Photo-based referring expression data
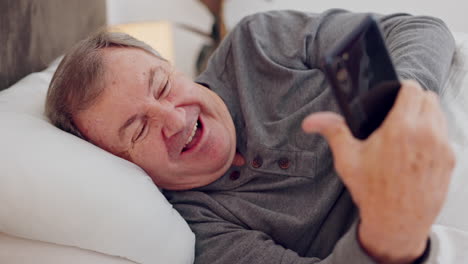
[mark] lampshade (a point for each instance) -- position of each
(157, 34)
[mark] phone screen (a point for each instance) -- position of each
(362, 77)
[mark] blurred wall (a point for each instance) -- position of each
(187, 44)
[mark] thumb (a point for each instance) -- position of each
(333, 127)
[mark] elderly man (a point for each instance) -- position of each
(230, 152)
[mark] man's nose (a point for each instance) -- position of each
(174, 121)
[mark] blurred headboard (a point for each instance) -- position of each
(34, 32)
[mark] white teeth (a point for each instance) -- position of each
(193, 134)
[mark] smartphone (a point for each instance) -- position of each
(362, 77)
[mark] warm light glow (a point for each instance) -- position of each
(156, 34)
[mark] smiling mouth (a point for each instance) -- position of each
(194, 137)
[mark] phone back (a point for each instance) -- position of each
(362, 76)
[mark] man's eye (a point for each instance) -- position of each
(164, 89)
(140, 133)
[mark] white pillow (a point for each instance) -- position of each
(57, 188)
(455, 103)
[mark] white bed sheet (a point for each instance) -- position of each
(14, 250)
(449, 237)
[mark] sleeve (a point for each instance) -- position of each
(421, 47)
(221, 238)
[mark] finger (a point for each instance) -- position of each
(333, 127)
(408, 102)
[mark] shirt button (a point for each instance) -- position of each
(257, 162)
(284, 163)
(234, 175)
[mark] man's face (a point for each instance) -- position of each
(179, 132)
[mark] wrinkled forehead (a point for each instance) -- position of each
(131, 66)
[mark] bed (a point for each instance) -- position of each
(62, 200)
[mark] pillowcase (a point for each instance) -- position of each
(454, 99)
(57, 188)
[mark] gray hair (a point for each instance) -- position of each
(77, 82)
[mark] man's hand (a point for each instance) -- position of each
(398, 177)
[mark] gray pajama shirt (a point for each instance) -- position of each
(287, 204)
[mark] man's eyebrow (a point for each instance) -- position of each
(151, 76)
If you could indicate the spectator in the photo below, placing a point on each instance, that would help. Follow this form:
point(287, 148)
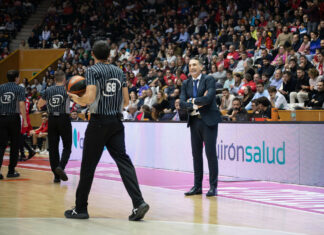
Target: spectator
point(317, 98)
point(288, 84)
point(75, 117)
point(277, 99)
point(261, 92)
point(237, 112)
point(276, 81)
point(247, 96)
point(302, 88)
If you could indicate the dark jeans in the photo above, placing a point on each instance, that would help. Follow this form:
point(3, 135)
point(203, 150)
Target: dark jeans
point(59, 126)
point(200, 134)
point(105, 131)
point(10, 130)
point(23, 144)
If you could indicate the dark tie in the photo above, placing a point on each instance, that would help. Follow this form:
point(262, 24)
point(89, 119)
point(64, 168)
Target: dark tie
point(195, 89)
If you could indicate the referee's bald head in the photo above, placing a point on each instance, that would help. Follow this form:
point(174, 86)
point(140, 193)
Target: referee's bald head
point(12, 75)
point(100, 50)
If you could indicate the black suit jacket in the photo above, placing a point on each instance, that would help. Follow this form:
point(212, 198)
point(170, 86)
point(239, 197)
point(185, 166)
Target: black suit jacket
point(209, 112)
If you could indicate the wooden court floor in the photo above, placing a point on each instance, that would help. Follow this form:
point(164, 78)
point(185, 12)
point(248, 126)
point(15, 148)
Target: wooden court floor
point(34, 205)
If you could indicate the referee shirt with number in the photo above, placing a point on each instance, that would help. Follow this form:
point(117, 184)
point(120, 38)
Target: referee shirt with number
point(57, 100)
point(10, 96)
point(109, 81)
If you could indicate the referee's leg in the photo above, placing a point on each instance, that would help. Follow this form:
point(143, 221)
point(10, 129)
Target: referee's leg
point(53, 144)
point(66, 134)
point(116, 148)
point(14, 137)
point(94, 142)
point(4, 135)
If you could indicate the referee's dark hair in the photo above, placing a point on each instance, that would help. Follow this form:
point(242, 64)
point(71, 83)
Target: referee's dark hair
point(59, 76)
point(100, 50)
point(12, 75)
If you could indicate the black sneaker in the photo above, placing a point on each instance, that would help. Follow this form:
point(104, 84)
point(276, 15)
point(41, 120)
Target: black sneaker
point(73, 214)
point(61, 173)
point(13, 175)
point(31, 154)
point(139, 212)
point(57, 180)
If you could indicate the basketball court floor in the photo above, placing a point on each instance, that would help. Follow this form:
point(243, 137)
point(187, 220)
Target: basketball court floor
point(33, 204)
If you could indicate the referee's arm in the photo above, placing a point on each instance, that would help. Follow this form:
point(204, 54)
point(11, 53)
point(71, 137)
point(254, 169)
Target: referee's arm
point(41, 102)
point(88, 98)
point(125, 96)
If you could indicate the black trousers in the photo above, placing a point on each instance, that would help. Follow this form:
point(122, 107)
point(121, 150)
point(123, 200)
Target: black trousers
point(23, 144)
point(105, 131)
point(10, 130)
point(200, 134)
point(59, 126)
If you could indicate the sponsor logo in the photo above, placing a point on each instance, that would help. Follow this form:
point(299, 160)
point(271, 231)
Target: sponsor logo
point(264, 154)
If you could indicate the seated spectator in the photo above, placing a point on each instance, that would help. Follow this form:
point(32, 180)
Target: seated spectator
point(277, 99)
point(237, 112)
point(247, 81)
point(316, 99)
point(144, 114)
point(276, 81)
point(314, 78)
point(247, 96)
point(302, 88)
point(229, 83)
point(264, 107)
point(288, 84)
point(39, 134)
point(226, 100)
point(150, 98)
point(261, 92)
point(131, 113)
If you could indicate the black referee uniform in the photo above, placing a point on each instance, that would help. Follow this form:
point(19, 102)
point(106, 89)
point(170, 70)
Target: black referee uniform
point(59, 125)
point(10, 96)
point(106, 129)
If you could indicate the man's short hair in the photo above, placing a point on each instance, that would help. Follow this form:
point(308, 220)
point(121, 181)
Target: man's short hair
point(225, 89)
point(100, 50)
point(59, 76)
point(237, 99)
point(260, 83)
point(288, 73)
point(272, 89)
point(12, 75)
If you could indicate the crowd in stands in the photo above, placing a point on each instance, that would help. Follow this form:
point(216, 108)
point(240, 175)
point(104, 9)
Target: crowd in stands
point(262, 54)
point(13, 14)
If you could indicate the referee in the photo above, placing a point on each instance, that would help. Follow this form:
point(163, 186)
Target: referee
point(105, 93)
point(12, 102)
point(59, 125)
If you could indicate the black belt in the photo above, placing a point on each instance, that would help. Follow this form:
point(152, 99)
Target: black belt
point(57, 114)
point(196, 116)
point(9, 114)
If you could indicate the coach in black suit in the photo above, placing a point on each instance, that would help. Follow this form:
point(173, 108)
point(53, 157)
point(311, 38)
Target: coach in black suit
point(198, 98)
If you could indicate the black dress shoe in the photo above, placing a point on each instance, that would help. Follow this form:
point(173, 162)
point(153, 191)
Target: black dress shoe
point(194, 191)
point(61, 173)
point(57, 180)
point(73, 214)
point(31, 154)
point(139, 212)
point(13, 175)
point(211, 192)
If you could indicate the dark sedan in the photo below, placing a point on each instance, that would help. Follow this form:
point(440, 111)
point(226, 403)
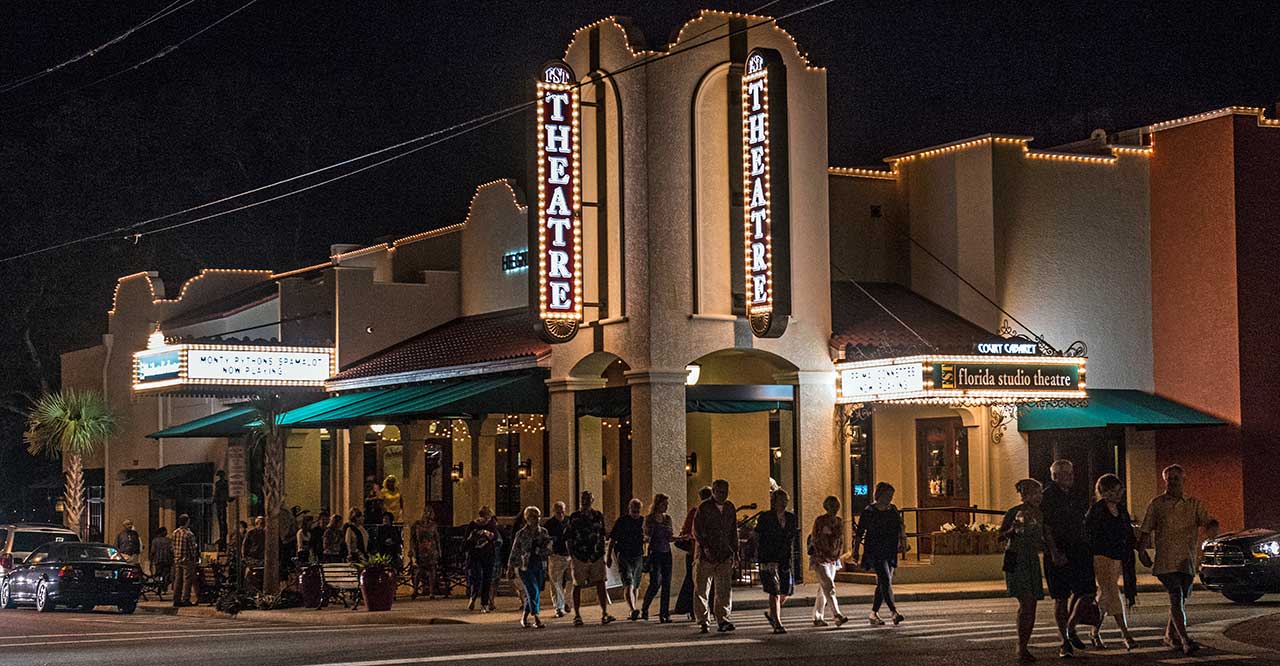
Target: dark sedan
point(80, 575)
point(1243, 565)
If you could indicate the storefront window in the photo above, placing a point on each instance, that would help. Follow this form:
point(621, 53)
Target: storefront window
point(507, 474)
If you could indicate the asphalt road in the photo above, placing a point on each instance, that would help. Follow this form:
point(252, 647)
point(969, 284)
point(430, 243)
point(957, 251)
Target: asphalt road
point(935, 633)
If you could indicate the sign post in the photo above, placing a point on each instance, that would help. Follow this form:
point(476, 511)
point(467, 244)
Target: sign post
point(560, 208)
point(766, 191)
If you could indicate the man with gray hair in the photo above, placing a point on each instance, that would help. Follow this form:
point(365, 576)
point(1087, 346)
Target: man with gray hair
point(1069, 564)
point(1175, 519)
point(560, 564)
point(716, 536)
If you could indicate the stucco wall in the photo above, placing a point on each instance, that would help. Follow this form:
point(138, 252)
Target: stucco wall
point(374, 315)
point(497, 224)
point(1074, 259)
point(1257, 190)
point(865, 247)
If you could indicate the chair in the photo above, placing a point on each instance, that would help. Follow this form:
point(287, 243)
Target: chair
point(341, 580)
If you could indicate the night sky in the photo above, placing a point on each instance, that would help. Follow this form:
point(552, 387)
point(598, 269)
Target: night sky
point(286, 86)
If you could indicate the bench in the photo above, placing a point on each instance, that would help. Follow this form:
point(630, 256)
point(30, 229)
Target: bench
point(341, 580)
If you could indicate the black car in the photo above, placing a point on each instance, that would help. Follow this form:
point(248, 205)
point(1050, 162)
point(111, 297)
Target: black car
point(80, 575)
point(1243, 565)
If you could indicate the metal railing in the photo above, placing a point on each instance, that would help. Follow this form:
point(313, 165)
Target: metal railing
point(955, 511)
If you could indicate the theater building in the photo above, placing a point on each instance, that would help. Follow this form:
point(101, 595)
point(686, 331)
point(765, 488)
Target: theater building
point(681, 288)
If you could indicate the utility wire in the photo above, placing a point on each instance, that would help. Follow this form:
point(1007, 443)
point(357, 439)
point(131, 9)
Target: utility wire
point(22, 81)
point(158, 55)
point(976, 290)
point(882, 306)
point(460, 128)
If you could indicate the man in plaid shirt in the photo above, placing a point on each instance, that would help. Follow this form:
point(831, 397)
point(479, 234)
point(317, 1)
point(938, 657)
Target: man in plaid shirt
point(186, 555)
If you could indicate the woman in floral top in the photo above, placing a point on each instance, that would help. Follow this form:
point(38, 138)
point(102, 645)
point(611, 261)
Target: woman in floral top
point(530, 548)
point(1024, 530)
point(828, 544)
point(424, 542)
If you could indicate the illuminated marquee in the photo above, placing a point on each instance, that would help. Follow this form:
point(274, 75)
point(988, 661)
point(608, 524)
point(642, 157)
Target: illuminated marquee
point(560, 208)
point(766, 194)
point(196, 366)
point(961, 379)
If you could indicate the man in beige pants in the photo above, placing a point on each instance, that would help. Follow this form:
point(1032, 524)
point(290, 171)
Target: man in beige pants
point(716, 533)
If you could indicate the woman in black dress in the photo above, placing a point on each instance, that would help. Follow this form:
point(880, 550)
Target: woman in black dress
point(882, 532)
point(777, 533)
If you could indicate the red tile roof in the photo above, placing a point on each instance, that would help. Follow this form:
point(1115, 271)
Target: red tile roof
point(470, 340)
point(860, 325)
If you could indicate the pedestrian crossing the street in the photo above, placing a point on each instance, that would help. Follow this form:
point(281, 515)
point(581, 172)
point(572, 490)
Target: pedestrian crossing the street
point(981, 633)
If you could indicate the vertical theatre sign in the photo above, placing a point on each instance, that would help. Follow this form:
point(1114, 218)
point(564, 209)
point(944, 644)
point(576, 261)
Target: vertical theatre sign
point(560, 208)
point(766, 192)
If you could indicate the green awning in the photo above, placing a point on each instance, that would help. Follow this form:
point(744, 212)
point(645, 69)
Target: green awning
point(519, 393)
point(227, 423)
point(1111, 406)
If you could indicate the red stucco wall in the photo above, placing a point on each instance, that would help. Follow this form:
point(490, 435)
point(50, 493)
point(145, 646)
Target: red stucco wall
point(1257, 240)
point(1194, 306)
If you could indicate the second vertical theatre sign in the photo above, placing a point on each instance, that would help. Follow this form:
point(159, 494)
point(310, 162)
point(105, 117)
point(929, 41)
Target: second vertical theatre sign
point(560, 235)
point(766, 192)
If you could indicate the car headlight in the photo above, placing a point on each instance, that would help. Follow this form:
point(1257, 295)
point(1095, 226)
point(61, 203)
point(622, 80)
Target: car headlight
point(1266, 550)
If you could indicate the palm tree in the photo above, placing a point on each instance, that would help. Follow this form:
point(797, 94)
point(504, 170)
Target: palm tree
point(273, 438)
point(72, 424)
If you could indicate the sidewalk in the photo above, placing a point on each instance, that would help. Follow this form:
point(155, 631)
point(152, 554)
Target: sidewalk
point(455, 610)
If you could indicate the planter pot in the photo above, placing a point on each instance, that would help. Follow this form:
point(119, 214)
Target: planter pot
point(378, 585)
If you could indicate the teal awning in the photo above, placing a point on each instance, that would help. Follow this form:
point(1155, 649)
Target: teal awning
point(1111, 406)
point(519, 393)
point(227, 423)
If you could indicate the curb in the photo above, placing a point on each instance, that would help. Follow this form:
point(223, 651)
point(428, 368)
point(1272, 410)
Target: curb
point(339, 617)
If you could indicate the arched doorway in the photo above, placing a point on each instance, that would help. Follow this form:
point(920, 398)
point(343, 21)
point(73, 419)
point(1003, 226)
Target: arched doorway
point(740, 425)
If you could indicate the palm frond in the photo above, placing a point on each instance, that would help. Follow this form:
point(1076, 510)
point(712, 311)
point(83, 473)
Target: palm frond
point(69, 422)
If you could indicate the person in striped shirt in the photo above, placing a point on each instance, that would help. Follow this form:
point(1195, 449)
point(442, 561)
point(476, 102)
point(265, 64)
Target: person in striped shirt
point(186, 555)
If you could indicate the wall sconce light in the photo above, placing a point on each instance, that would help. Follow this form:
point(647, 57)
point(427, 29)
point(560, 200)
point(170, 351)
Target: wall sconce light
point(694, 370)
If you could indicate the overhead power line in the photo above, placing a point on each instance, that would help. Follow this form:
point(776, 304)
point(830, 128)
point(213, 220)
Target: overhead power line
point(18, 82)
point(135, 231)
point(158, 55)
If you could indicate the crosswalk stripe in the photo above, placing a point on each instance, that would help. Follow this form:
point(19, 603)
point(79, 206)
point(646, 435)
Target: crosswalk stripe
point(1013, 633)
point(1206, 658)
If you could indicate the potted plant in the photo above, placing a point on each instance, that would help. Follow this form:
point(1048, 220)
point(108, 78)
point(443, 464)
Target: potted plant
point(378, 582)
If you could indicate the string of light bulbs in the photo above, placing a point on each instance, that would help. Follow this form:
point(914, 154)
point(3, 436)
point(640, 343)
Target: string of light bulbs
point(448, 133)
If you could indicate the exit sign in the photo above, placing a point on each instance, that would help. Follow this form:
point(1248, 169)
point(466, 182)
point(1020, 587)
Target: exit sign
point(515, 261)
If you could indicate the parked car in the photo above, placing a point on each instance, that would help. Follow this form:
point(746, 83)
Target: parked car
point(18, 539)
point(81, 575)
point(1243, 565)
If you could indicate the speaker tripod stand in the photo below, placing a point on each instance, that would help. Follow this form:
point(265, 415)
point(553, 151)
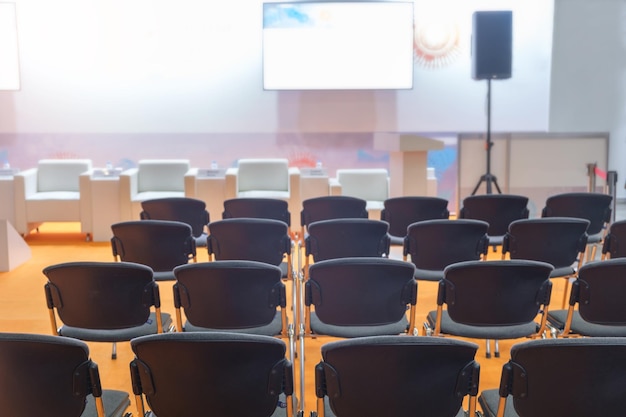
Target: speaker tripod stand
point(488, 178)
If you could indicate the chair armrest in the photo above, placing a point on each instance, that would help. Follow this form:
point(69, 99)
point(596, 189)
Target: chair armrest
point(231, 185)
point(334, 186)
point(128, 190)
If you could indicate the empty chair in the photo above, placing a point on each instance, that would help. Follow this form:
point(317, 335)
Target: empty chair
point(54, 191)
point(432, 245)
point(160, 244)
point(396, 376)
point(492, 300)
point(258, 208)
point(561, 377)
point(614, 245)
point(343, 238)
point(45, 375)
point(401, 212)
point(559, 241)
point(594, 207)
point(369, 184)
point(265, 178)
point(599, 292)
point(331, 207)
point(182, 209)
point(206, 373)
point(261, 240)
point(104, 301)
point(237, 296)
point(151, 179)
point(352, 297)
point(499, 210)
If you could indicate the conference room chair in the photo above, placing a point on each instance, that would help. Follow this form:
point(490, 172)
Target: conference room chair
point(207, 373)
point(560, 377)
point(151, 179)
point(369, 184)
point(104, 301)
point(265, 178)
point(494, 300)
point(182, 209)
point(397, 376)
point(432, 245)
point(401, 212)
point(257, 208)
point(330, 207)
point(44, 375)
point(614, 245)
point(342, 238)
point(596, 304)
point(559, 241)
point(56, 190)
point(595, 207)
point(245, 238)
point(499, 210)
point(232, 296)
point(160, 244)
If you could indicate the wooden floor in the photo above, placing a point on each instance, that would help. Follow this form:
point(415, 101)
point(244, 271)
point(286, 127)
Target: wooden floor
point(23, 307)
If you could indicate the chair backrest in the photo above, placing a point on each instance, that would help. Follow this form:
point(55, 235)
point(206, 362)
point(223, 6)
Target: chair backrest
point(101, 295)
point(566, 377)
point(495, 293)
point(499, 210)
point(594, 207)
point(162, 174)
point(400, 212)
point(182, 209)
point(556, 240)
point(263, 174)
point(262, 240)
point(615, 241)
point(599, 292)
point(258, 208)
point(45, 375)
point(397, 376)
point(435, 244)
point(342, 238)
point(222, 374)
point(159, 244)
point(60, 174)
point(229, 294)
point(370, 184)
point(360, 291)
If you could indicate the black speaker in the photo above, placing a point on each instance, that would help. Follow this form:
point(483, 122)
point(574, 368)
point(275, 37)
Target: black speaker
point(492, 44)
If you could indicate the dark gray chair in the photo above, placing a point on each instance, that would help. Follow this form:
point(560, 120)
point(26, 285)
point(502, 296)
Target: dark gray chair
point(212, 373)
point(104, 301)
point(237, 296)
point(46, 375)
point(573, 377)
point(599, 292)
point(595, 207)
point(401, 212)
point(396, 376)
point(182, 209)
point(499, 210)
point(492, 300)
point(160, 244)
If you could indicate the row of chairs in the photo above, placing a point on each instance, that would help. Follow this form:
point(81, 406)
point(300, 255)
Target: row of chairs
point(229, 374)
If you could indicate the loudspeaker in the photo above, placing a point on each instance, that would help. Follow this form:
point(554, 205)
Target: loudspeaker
point(492, 44)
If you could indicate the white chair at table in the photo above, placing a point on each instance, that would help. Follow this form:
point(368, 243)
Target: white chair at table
point(51, 192)
point(369, 184)
point(266, 178)
point(151, 179)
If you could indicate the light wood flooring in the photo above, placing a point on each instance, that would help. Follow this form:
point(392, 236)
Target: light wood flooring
point(23, 307)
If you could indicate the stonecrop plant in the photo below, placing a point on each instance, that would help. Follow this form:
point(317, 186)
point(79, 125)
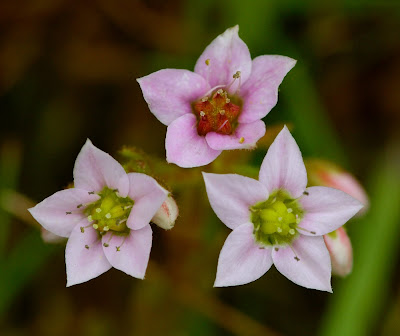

(ASSIGNMENT) Every line in the data above that contains the word "below" should be copied.

(RESPONSE TO THE EXERCISE)
If you could indicate the spectator in the photo below, placing a point on each instance, that would help. Follow this form:
If you could indicate the dark sedan in the photo below, placing a point on each instance, that would help. Follow this form:
If you could indicate the speaker tripod stand in the photo below, placing a point on each instance, that would help. Follow this form:
If you could indicate the stonecrop plant in the photo below, placing a point on each instance, that would help. Follow this form:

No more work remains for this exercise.